---------- Supplied text
What's the evidence for that? Humans love people who mistreat others. We'll die for them and canonize them, for similar reasons as bonobos: they exude power, confidence, strength, certainty. A cursory overview of history and a lot of relationships will support that.

Happy to be wrong. What studies are they referring to?

Presumably the claim is that what makes humans different from other species is that some humans have a tendency to avoid individuals who mistreat others.
I could see that, but then the article reiterates:

The fact that bonobos prefer bullies and humans don’t suggests that an aversion to jerks is a fundamental aspect of human behavior that may be unique to our branch of the primate family tree.

In humans, the thinking goes, shunning wrongdoers not only helps people avoid bad partners, but also discourages wrongdoers from behaving badly in the first place. The threat of social rejection keeps them in check.

There are a lot of claims in a science article without much support. I don't imagine they are stating that without basis, but not familiar with the research.

https://www.nature.com/articles/nature06288

I believe this bonobo study is considered salient precisely because it is trying to be an analogue to studies of humans that have found the opposite result.

This is a study of preverbal infants. Maybe infants do also discriminate between dominant and less dominant individuals, but at their age, being very care dependent, have a much stronger preference for kind individuals. Maybe infant bonobo's react in the same manner. I am also getting the impression that with adult humans dominance often plays a strong role over kindness.
Humans feel the need to justify their evil, though. When a populists rises to power and decides to target a minority, he does not openly say, "let us go bully those people". He justifies himself as the one standing on sound moral ground and he comes up with a reason for why that minority are evil people.

So for you, an outsider, you see a guy being a jerk and his followers loving him for it. But his followers are not seeing him as a jerk. They see him as their champion who is leading them in a war of good against evil.

It is all relative.

As usual with science headlines, it's an oversimplification at best, and inaccurate at worst.
--------------------
---------- Available data
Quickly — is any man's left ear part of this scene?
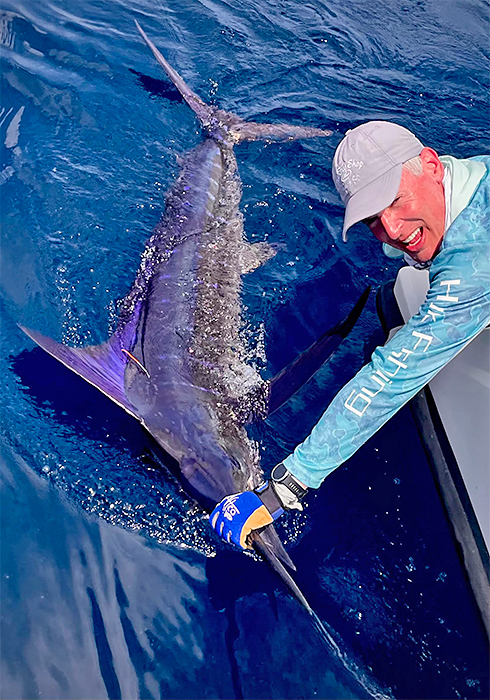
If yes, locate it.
[420,146,444,184]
--------------------
### Task list
a. Answer these about the bonobo discussion, one per line:
(i) According to the first comment, what four qualities do people who mistreat others exude?
(ii) What kind of subjects does the comment after the link say were studied?
(iii) According to the quoted article, what keeps wrongdoers in check?
b. Reproduce part of the bonobo discussion word for word. Begin at the words "So for you, an" and stop after "good against evil.".

### Solved problems
a.
(i) Power, confidence, strength, and certainty.
(ii) Preverbal infants.
(iii) The threat of social rejection.

b.
So for you, an outsider, you see a guy being a jerk and his followers loving him for it. But his followers are not seeing him as a jerk. They see him as their champion who is leading them in a war of good against evil.